* _WRITTEN INSTRUCTION_:
Reproduce the stretch of the notebook text on users and campaigns from "# Data Processing" through "labels = False)" without changing anything.

* _TEXT EXTRACT_:
>> START

In [None]:
# Please Install the following Libraries in order to make the widget work in your notebook
!pip install scikit-surprise
!pip install --upgrade setuptools
!pip install plotly
!pip install webshot
!pip install phantomjs
!pip install pandasql
!pip install ipywidgets

In [1]:
import pandas as pd
import numpy as np
import pandasql as ps
import plotly.graph_objects as go
from plotly.subplots import make_subplots
#from ipywidgets import widgets

# Data Processing

In [2]:
campaigns = pd.read_csv("campaigns_202106162119.csv")

users = pd.read_csv("users_202106162127.csv")

users['quantile_rank'] = pd.qcut(users['attended'], 4,
                               labels = False)

output_df  = ps.sqldf("""
                        select 
u.user_id ,
country,
section,
case 
	when source like '%.%' then 'domains'
	when source like '%google%' then 'google'
	when source like '%outube%' then 'youtube'
	when source like '%nstagram%' then 'instagram'
	when source in (select source from campaigns group by 1 having count(*) < 10) then 'others'
	else source
	end as source,
	medium,
	u.attended ,
	u.booked ,
case 
    when quantile_rank = 0 then 'Very low'
    when quantile_rank = 1 then 'Low'
    when quantile_rank = 2 then 'Medium'
    when quantile_rank = 3 then 'High'
    end as "Activity Level"
from users u 
join campaigns c
on u.user_id = c.user_id
group by 1,2,3,4,5,6,7,8
                        """)

output_df.head(10)

Unnamed: 0,user_id,country,section,source,medium,attended,booked,Activity Level
0,702117,USA,french,google,cpc,3,4,Very low
1,702540,France,english,blog,blog,11,30,Low
2,702540,France,english,direct,direct,11,30,Low
3,702540,France,english,domains,referral,11,30,Low
4,702540,France,english,facebook,cpc,11,30,Low
5,702540,France,english,google,cpc,11,30,Low
6,702540,France,english,google,organic,11,30,Low
7,702540,France,english,iterable,email,11,30,Low
8,702540,France,english,others,social,11,30,Low
9,702540,France,english,youtube,social,11,30,Low


In [5]:
active_section_analysis=ps.sqldf("""select country,section,count(*) as no_of_users
         from output_df where "Activity Level" = "High" group by 1,2""")

inactive_section_analysis=ps.sqldf("""select country,section,count(*) as no_of_users
         from output_df where "Activity Level" = "Very low" group by 1,2""")

>> END

* _LISTED RECORDS_:
>> START

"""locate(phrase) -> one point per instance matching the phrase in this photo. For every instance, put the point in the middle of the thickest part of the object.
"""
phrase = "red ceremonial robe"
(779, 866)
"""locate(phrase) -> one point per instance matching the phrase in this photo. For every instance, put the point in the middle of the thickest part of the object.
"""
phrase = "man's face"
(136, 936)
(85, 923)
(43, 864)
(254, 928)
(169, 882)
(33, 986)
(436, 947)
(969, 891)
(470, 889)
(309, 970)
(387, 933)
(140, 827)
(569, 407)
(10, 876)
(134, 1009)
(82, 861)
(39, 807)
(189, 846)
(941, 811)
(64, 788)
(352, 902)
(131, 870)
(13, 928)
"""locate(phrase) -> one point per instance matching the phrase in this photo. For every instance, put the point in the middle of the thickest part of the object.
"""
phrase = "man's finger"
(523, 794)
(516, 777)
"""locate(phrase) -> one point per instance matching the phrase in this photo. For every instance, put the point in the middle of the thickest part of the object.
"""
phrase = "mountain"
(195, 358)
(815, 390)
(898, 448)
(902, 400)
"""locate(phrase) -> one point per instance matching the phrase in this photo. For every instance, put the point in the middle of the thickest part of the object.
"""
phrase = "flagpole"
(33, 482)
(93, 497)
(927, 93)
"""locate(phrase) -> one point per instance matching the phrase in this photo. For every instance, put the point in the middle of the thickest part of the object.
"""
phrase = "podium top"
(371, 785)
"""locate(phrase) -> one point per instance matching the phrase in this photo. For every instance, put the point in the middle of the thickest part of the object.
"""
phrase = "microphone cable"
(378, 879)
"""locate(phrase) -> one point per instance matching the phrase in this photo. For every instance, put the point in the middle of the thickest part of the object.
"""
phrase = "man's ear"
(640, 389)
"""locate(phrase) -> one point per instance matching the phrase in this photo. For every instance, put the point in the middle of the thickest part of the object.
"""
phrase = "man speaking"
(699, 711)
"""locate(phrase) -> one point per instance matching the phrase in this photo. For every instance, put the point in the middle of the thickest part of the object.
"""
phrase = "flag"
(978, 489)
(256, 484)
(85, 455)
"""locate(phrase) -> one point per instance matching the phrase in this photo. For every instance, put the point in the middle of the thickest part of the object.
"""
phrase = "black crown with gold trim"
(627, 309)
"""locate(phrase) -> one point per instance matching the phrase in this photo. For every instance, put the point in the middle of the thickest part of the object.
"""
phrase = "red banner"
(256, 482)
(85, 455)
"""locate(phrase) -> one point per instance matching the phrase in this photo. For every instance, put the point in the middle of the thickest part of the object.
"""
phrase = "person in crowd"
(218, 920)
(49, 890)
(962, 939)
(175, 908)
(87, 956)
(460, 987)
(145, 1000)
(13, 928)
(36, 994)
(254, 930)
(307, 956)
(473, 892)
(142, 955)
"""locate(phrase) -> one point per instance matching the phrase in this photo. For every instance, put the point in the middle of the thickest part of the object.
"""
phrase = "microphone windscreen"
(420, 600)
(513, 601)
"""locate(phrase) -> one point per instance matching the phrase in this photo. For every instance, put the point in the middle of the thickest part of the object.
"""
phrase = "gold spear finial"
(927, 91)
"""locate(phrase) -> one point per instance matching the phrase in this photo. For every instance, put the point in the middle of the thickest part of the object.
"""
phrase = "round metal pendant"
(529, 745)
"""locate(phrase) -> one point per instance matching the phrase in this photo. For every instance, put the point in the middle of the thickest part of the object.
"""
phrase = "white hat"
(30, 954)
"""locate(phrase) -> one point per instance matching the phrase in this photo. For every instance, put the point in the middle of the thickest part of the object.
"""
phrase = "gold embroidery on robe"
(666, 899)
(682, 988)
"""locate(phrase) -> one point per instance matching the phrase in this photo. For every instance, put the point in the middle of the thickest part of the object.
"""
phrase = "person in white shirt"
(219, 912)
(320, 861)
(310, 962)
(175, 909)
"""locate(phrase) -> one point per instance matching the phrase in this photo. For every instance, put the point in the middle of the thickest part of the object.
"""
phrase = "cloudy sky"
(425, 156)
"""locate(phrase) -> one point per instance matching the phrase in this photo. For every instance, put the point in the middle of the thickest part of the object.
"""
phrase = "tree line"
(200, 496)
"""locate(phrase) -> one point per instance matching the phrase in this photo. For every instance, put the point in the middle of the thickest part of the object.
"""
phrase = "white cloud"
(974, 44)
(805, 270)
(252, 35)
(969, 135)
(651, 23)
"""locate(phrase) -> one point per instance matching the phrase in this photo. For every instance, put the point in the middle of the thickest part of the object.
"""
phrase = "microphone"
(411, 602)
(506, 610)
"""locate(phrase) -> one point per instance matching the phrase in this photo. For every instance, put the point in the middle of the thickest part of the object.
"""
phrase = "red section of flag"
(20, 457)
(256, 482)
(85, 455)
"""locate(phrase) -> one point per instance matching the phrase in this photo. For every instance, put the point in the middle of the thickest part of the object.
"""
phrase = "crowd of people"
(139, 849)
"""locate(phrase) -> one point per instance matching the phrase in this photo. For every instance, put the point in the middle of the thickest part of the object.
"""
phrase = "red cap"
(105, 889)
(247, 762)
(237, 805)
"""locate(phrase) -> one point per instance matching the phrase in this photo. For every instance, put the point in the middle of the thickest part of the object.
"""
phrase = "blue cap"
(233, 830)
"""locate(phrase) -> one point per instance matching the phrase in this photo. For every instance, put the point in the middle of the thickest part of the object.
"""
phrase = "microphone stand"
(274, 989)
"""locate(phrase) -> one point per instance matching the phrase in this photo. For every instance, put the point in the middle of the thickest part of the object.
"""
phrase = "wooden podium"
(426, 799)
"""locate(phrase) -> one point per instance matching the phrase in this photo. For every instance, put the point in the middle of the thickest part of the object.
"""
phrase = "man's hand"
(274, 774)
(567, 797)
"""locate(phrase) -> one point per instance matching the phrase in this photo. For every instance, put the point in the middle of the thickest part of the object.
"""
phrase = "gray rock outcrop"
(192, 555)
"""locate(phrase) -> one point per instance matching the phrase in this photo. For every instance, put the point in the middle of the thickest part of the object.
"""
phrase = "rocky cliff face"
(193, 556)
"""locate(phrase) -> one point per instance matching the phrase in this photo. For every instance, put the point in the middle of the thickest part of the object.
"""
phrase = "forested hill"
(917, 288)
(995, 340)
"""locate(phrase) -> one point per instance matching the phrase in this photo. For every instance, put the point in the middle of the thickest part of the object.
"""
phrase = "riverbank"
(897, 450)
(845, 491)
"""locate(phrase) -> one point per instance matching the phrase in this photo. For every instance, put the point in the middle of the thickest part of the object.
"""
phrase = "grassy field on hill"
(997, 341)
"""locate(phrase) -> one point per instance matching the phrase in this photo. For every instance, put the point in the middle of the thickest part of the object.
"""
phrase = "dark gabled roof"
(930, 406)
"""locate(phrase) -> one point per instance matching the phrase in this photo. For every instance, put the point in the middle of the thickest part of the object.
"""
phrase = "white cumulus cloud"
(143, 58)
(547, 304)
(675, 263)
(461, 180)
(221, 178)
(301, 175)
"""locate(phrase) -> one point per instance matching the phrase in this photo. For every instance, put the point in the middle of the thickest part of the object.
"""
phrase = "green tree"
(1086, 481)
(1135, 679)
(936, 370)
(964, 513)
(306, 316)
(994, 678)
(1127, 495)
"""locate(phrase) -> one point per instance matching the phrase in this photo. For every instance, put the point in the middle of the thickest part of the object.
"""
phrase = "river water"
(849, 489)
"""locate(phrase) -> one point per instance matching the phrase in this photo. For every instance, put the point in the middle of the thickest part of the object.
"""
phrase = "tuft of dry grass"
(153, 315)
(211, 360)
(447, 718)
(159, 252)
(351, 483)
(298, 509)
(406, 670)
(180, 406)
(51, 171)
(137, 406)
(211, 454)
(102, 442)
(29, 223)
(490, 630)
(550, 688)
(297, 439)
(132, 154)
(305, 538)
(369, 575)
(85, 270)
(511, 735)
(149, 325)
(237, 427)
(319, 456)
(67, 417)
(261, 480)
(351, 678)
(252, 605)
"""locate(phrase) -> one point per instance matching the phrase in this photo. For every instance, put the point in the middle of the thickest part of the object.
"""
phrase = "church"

>> END

* _FINAL RESULT_:
# Data Processing

In [2]:
campaigns = pd.read_csv("campaigns_202106162119.csv")

users = pd.read_csv("users_202106162127.csv")

users['quantile_rank'] = pd.qcut(users['attended'], 4,
                               labels = False)